WHAT IS BEING ASKED:
Turn everything from the line containing "Task: indicate each instance of the wood" down to the last line of the items below into a JSON list of strings, one string per line, with blank lines dropped. Leave the pictures out.

ENTRIES SHOWN:
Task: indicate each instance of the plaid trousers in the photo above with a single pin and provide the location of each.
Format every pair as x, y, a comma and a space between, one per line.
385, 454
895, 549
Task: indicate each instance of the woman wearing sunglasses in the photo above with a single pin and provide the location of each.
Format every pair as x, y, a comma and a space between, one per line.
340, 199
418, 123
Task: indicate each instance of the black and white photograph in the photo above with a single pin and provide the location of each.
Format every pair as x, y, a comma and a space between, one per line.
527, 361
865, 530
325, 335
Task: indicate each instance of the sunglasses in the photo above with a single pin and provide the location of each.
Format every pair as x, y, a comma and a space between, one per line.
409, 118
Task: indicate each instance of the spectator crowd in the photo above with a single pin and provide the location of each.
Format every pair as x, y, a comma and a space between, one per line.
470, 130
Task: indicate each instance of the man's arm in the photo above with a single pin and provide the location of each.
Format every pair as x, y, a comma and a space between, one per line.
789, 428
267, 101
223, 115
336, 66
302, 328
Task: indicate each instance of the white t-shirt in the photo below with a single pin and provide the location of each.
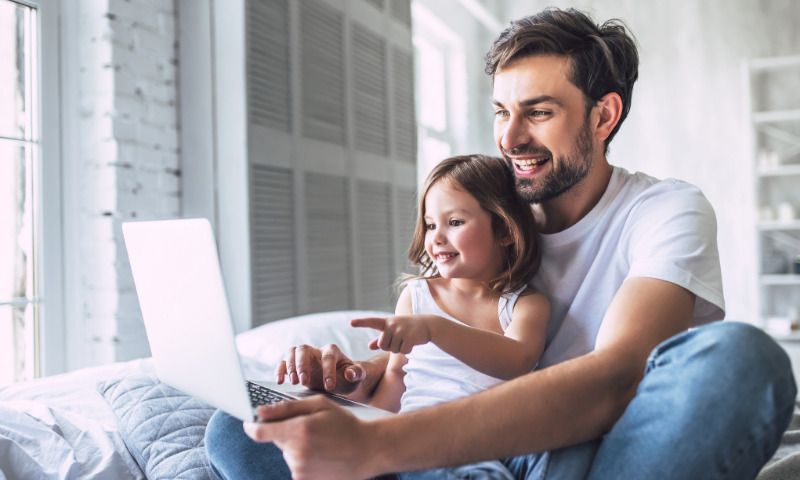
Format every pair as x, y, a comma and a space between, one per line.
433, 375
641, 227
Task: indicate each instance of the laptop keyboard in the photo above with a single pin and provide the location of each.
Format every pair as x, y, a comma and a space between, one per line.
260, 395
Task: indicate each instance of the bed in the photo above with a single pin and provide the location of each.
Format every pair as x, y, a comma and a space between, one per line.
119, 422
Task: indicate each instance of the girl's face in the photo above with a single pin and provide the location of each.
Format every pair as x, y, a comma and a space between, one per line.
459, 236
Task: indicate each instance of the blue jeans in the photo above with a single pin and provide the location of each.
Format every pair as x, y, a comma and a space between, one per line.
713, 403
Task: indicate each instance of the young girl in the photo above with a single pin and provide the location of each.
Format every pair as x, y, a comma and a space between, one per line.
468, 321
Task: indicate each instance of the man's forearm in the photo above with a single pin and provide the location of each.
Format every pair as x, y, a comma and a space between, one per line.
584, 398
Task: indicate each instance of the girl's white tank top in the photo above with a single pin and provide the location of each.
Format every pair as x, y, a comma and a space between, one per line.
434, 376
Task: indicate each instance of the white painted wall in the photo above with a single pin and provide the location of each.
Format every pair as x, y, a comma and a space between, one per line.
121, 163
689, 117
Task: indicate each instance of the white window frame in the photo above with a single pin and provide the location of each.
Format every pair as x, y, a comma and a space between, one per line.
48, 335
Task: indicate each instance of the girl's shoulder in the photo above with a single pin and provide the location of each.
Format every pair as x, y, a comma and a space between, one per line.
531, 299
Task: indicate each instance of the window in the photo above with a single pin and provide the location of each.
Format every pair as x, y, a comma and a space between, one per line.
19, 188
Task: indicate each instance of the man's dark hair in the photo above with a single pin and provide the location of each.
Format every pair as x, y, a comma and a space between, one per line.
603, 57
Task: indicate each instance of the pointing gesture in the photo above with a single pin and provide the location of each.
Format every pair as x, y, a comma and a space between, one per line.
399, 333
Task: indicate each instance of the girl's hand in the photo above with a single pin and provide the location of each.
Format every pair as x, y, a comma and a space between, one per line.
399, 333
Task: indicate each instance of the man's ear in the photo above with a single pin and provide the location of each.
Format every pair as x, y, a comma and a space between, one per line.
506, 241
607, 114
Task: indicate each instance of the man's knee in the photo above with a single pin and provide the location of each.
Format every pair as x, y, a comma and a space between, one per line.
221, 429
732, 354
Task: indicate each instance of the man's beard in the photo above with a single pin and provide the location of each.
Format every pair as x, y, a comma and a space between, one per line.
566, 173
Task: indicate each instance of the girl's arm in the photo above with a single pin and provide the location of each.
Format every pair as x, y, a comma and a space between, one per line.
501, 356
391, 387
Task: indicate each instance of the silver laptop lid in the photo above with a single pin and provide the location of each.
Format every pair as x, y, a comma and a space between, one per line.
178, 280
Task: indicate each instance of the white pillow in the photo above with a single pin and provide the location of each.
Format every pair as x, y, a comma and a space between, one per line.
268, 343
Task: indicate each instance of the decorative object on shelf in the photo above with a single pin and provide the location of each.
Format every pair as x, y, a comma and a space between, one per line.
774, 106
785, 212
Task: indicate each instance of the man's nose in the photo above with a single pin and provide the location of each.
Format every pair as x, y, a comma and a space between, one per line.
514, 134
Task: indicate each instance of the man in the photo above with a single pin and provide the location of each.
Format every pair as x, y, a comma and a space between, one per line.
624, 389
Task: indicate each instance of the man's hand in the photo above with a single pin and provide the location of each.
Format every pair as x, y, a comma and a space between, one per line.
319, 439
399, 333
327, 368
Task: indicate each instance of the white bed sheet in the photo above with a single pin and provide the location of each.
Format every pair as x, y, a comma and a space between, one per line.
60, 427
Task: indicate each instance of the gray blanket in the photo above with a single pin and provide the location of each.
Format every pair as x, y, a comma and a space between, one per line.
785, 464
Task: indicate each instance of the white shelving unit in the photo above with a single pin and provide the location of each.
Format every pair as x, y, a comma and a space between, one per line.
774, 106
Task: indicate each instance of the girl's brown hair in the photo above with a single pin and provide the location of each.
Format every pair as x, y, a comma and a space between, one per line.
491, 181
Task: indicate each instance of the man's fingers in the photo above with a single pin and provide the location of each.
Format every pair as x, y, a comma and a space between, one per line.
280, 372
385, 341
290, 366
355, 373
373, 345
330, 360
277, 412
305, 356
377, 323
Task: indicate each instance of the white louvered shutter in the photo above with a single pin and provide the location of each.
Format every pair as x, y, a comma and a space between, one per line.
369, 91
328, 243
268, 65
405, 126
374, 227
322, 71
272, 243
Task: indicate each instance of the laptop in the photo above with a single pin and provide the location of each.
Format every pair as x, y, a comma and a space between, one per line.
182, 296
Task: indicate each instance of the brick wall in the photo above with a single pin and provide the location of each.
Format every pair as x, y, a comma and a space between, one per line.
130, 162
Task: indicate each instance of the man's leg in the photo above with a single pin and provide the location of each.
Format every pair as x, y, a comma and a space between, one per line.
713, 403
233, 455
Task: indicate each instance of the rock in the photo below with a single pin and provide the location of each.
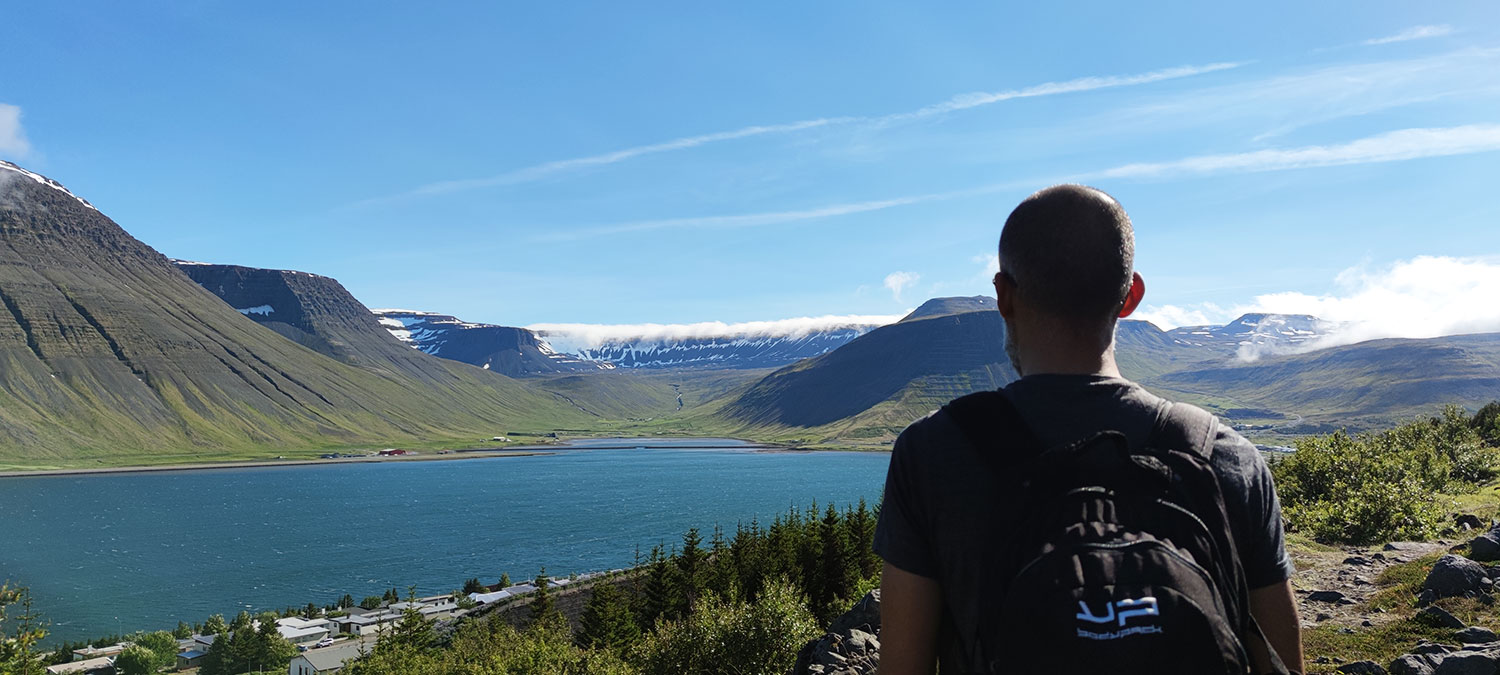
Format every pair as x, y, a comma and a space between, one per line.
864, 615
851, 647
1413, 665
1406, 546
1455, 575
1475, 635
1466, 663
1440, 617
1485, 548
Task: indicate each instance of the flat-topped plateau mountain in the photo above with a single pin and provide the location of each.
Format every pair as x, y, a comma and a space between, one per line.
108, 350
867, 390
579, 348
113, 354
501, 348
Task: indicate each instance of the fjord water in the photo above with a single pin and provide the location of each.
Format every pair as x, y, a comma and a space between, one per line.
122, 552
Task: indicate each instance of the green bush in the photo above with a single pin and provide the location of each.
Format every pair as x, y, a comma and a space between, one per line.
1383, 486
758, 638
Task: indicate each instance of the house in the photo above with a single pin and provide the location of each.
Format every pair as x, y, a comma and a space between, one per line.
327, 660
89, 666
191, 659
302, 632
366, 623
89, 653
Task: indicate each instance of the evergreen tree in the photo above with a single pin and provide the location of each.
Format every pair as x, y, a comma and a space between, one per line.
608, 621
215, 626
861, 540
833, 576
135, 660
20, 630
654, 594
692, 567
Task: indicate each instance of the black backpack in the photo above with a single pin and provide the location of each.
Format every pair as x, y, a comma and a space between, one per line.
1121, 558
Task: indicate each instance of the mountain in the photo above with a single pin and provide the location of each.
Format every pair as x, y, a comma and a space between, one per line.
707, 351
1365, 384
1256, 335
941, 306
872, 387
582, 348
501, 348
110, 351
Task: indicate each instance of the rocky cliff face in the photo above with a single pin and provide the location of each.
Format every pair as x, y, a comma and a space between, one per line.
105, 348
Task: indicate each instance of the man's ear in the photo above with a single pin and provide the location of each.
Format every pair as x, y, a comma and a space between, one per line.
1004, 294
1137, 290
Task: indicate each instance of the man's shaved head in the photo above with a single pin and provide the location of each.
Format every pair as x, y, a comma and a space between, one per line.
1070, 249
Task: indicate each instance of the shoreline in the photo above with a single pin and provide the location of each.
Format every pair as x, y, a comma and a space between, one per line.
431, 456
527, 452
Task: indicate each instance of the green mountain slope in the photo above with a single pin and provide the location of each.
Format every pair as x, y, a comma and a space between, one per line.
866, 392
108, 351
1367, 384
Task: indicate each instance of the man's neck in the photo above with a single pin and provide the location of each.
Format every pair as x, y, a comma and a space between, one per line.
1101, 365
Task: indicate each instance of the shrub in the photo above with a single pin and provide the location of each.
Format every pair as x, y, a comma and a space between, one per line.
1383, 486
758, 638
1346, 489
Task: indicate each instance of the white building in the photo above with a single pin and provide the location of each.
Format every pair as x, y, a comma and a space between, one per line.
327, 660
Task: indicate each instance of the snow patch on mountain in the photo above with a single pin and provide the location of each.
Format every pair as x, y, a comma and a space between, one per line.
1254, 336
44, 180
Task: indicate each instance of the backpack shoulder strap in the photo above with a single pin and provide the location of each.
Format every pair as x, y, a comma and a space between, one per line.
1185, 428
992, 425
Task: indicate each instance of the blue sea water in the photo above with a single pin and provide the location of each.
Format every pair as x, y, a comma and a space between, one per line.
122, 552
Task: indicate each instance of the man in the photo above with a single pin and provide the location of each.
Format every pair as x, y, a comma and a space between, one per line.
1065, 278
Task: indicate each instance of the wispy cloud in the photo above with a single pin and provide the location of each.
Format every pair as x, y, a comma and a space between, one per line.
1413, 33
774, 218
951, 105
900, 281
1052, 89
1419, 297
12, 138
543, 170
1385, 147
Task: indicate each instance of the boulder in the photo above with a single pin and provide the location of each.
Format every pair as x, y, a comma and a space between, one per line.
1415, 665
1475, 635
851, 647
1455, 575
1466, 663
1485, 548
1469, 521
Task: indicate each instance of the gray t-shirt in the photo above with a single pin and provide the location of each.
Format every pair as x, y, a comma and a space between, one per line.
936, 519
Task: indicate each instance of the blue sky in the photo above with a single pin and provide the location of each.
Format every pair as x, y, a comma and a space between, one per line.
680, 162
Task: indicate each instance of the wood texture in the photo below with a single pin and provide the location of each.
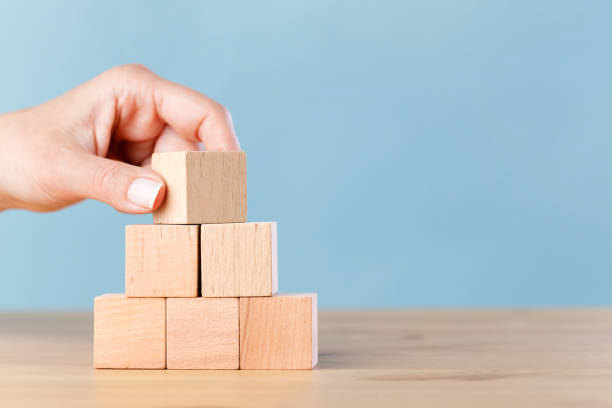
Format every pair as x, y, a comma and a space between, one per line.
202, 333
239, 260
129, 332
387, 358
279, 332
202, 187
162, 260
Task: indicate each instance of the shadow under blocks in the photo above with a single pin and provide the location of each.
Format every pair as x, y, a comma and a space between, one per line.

FULL ANSWER:
[
  "Task: indicate each instance of the wood texture in the photo below with a single pin and provide the location of each.",
  "Format every pair as x, y, a comma and a space between, one per line.",
  "202, 333",
  "239, 260",
  "129, 332",
  "387, 358",
  "279, 332",
  "202, 187",
  "162, 260",
  "Task: indicate each instance of the shadow under blocks in the photo above with a single pin and provide the location of each.",
  "Format every pair as x, y, a comma and a space between, one per line."
]